• [Direction]: Reproduce every row below with each "drop a pin" swapped for "place a marker", keeping all other text identical.

* * *

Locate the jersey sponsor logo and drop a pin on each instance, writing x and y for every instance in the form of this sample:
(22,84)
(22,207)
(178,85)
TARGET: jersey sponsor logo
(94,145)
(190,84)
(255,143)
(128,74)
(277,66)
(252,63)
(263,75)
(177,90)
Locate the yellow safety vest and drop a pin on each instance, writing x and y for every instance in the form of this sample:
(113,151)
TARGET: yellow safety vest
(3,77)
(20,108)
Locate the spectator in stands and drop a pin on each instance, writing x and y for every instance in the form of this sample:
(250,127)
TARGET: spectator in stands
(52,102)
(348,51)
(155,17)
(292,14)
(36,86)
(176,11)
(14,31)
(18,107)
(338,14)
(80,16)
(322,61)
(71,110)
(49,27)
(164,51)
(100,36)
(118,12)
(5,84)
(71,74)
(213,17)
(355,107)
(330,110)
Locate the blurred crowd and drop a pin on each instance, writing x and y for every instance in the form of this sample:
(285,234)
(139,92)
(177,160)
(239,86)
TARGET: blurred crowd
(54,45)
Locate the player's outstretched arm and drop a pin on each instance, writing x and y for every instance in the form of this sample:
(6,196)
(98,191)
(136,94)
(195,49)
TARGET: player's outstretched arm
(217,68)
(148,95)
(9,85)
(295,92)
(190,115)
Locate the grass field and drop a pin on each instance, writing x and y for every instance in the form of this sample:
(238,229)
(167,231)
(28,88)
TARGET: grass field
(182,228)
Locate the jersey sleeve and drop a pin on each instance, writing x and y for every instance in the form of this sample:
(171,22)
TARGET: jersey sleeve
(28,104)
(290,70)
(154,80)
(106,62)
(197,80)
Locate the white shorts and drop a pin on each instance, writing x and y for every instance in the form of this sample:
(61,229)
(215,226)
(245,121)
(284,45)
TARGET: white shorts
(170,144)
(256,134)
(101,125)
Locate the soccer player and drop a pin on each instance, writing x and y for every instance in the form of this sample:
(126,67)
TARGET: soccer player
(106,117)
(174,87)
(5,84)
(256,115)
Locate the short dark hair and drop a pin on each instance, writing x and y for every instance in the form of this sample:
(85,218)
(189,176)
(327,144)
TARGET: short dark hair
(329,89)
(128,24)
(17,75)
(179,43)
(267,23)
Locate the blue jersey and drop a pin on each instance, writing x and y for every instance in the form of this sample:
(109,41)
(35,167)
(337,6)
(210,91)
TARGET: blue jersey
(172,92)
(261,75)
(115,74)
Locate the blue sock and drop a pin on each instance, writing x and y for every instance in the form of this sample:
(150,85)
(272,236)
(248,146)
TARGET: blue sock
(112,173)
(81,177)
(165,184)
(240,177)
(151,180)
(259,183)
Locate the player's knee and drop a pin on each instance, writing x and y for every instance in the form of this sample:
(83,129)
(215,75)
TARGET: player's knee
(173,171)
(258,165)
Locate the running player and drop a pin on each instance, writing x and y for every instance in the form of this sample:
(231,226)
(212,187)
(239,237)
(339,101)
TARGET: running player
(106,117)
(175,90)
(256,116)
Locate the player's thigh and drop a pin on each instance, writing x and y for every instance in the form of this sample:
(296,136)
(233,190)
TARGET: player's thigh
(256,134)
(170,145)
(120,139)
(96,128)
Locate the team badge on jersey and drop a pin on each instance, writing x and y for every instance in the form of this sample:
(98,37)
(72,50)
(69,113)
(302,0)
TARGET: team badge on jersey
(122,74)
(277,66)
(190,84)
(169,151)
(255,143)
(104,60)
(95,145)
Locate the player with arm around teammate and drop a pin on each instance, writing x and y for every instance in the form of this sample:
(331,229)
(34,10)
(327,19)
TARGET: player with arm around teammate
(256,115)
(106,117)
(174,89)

* * *

• [Task output]:
Locate the jersey sponsor logo and place a marker on each instance, writing x and y for every instance in the form of this sample:
(22,84)
(22,207)
(178,85)
TARGET: jersey sponsor logo
(94,145)
(190,84)
(255,143)
(128,74)
(277,66)
(252,63)
(263,75)
(177,90)
Locate the yellow safety vest and place a marker on each instance, writing x and y for every instance in the form of this sample:
(113,151)
TARGET: yellow safety vest
(3,77)
(20,108)
Locate the spectator in stands and place a marker on each instance, writing x and y for every instance in the form of this sample:
(250,127)
TARGET: spectator in stands
(52,102)
(348,51)
(155,17)
(292,14)
(36,86)
(176,11)
(14,31)
(18,107)
(338,14)
(80,16)
(322,61)
(71,110)
(49,27)
(164,51)
(100,36)
(118,12)
(5,84)
(71,74)
(213,17)
(355,107)
(330,110)
Locate the blurred crowd and place a marker on each instance, writing x and y for every instance in the form of this sample:
(285,234)
(139,92)
(177,160)
(239,86)
TARGET: blurred crowd
(54,45)
Locate the player's outstretched arm and place a marker on each instance, writing x and y for every instance in the form of this sample:
(6,196)
(98,191)
(136,94)
(195,49)
TARGET: player's outstretched arm
(217,68)
(148,95)
(9,85)
(295,92)
(190,115)
Locate the grass field and place a marker on each instance, writing x and y for every instance in the form of this sample:
(238,229)
(167,231)
(28,88)
TARGET: grass field
(182,228)
Locate the jersey sleeve and place a marker on each instance, writing x and y for every instance in the form of this sample:
(171,22)
TARGET: jersey sleeve
(28,104)
(290,70)
(154,80)
(106,62)
(197,80)
Locate the white shorts and place a marker on each instance, writing x and y for every instance in the form of this sample:
(61,229)
(215,226)
(245,121)
(284,45)
TARGET: white shorts
(170,144)
(256,134)
(101,125)
Locate the soccer player and place a marker on each instance, writing x and y for every instance in the form of this sample:
(126,67)
TARGET: soccer player
(106,117)
(174,87)
(5,84)
(256,115)
Locate the short dark hair and place a marker on each instance, writing x and y for every instance in the form of this sample:
(85,218)
(189,176)
(327,144)
TARGET: short dark hair
(329,89)
(128,24)
(17,75)
(179,43)
(267,23)
Locate the blue jersey and place a marker on each instance, writing x and y for every instance in the form of this sample:
(109,41)
(35,167)
(337,6)
(210,91)
TARGET: blue jersey
(172,92)
(261,75)
(115,74)
Locate the blue sock and place a marker on each instance, writing x and y for every instance in the form of this sample:
(150,85)
(272,236)
(248,146)
TARGET: blue sock
(112,173)
(81,177)
(165,184)
(240,177)
(151,180)
(259,183)
Locate the player's knee and place a marker on each instance, writing x and y for every instance in the form of this sample:
(83,129)
(215,75)
TARGET: player's knee
(173,171)
(258,165)
Locate the running player and place a marker on each instance, writing x and y for every instance in the form of this sample:
(231,226)
(212,187)
(239,237)
(339,101)
TARGET: running player
(106,117)
(175,90)
(256,116)
Locate the player's thigh and place a marker on each instance, writing x and y for every instance in the form of this sample:
(296,136)
(233,190)
TARGET: player's thigh
(256,134)
(170,145)
(120,139)
(96,128)
Locate the team badge on jersey and place a marker on each instance, writing x and y for every instance in the form of this sample:
(98,37)
(72,50)
(69,113)
(302,0)
TARGET: team badge on jersey
(122,74)
(277,66)
(190,84)
(169,151)
(255,143)
(104,60)
(95,145)
Locate the player with arm around teammate and place a marker on each instance, writing x and y for every instance in the form of this sample:
(331,229)
(34,10)
(327,19)
TARGET: player with arm around teammate
(256,115)
(106,117)
(174,89)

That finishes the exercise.